**GOAL 1:** Find each line in the entries that contains the word "apiece" and copy those lines.

-------- DOCUMENT SECTION --------

The Data Quality Chronicle: Informatica Data Quality Workbench Matching Algorithms

Thursday, December 10, 2009

Informatica Data Quality Workbench Matching Algorithms

I'd like to begin a multi-part series of postings were I detail the various algorithms available in Informatica Data Quality (IDQ) Workbench. In this post I'll start by giving a quick overview of the algorithms available and some typical uses for each. In subsequent postings I'll get more detailed and outline the math behind the algorithm. Finally I'd like to finish up with some baseline comparisons using a single set of data.

IDQ Workbench enables the data quality professional to select from several algorithms in order to perform matching analysis. Each of these serve a different purpose or are tailored toward a specific type of matching. These algorithms include the following:

Hamming Distance

Jaro-Winkler

Edit Distance

Bigram or Bigram frequency

Let's look at the differences and main purpose for each of these algorithms.

The Hamming distance algorithm, for instance, is particularly useful when the position of the characters in the string are important. Examples of such strings are telephone numbers, dates and postal codes. The Hamming Distance algorithm measures the minimum number of substitutions required to change one string into the other, or the number of errors that transformed one string into the other.

The Jaro-Winkler algorithm is well suited for matching strings where the prefix of the string is of particular importance. Examples include strings like company names (xyz associates vs. abc associates). The Jaro-Winkler algorithm is a measure of how similar two strings are by calculating the number of matching characters and number of transpositions required.

The Edit Distance algorithm is an implementation of the Levenshtein distance algorithm where matches are calculated based on the minimum number of operations needed to transform one string into the other. These operations can include an insertion, deletion, or substitution of a single character. This algorithm is well suited for matching fields containing a short text string such as a name or short address field.

The Bigram algorithm is one of my favorites due to its thorough decomposition of a string. The bigram algorithm matches data based on the occurrence of consecutive characters in both data strings in a matching pair, looking for pairs of consecutive characters that are common to both strings. The greater the number of common identical pairs between the strings, the higher the match score. This algorithm is useful in the comparison of long text strings, such as free format address lines.

Informatica provides several options for matching data out-of-box with Data Quality (IDQ) Workbench. Although some will argue the ability of another algorithm to detect with greater strength, Informatica has provided some very robust methods to match various types of strings. With this flexibility the data quality professional is enabled to handle various types of data elements in their match routines. As with any tool, it is not a replacement for the research required to use the right method in the right way. This is one of the aspects I'll cover in the subsequent postings where we take each algorithm and get more detailed.

-------- SOURCE DATA --------

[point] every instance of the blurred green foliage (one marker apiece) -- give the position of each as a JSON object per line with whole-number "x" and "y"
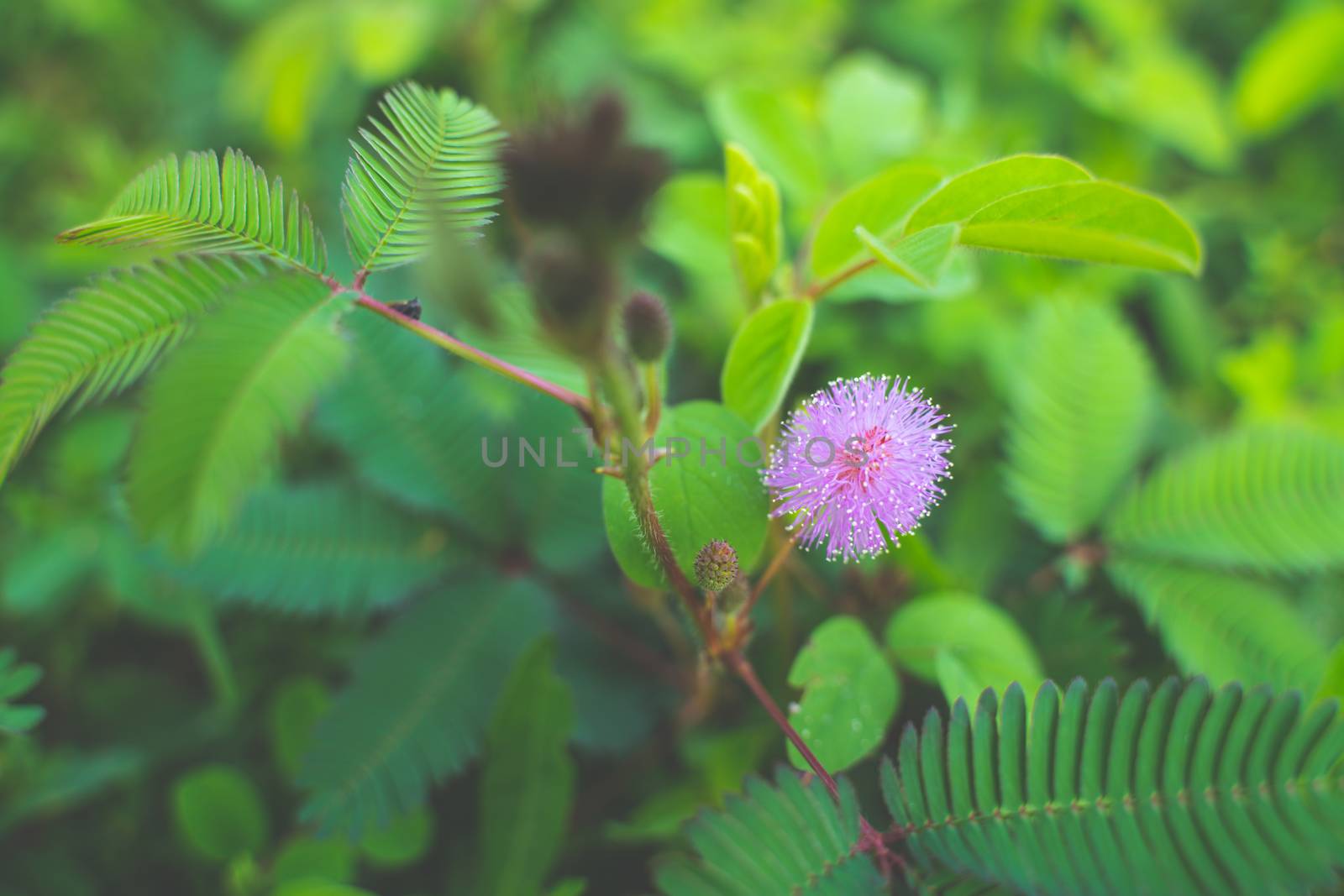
{"x": 1149, "y": 466}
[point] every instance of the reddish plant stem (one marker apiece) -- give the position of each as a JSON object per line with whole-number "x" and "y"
{"x": 776, "y": 564}
{"x": 475, "y": 355}
{"x": 743, "y": 667}
{"x": 822, "y": 288}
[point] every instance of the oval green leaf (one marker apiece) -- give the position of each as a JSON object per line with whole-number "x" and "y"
{"x": 699, "y": 497}
{"x": 985, "y": 645}
{"x": 967, "y": 194}
{"x": 764, "y": 358}
{"x": 920, "y": 257}
{"x": 850, "y": 694}
{"x": 1092, "y": 222}
{"x": 219, "y": 813}
{"x": 879, "y": 204}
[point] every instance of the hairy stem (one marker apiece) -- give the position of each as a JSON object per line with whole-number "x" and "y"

--------

**GOAL 2:** Based on the post about IDQ Workbench matching algorithms, state whether each statement agrees with it: (a) Hamming Distance is useful when the position of characters in a string matters; (b) Edit Distance is recommended for long, free-format address lines; (c) the Bigram match score rises as the strings share more identical pairs. Answer yes or no for each, quoting the deciding words.

**WRITTEN ANSWER 1:**
[point] every instance of the blurred green foliage (one marker apiece) -- give the position of each as a JSON object per line with whole-number "x" and "y"
[point] every instance of the reddish plant stem (one marker apiece) -- give the position of each as a JSON object per line with whole-number "x" and "y"
[point] every instance of the oval green leaf (one marker apiece) -- give the position of each as a JSON object per line with whole-number "x" and "y"
[point] every instance of the hairy stem (one marker apiece) -- give the position of each as a JSON object per line with whole-number "x" and "y"

**WRITTEN ANSWER 2:**
(a) Yes: "particularly useful when the position of the characters in the string are important"
(b) No: "This algorithm is well suited for matching fields containing a short text string such as a name or short address field."
(c) Yes: "The greater the number of common identical pairs between the strings, the higher the match score."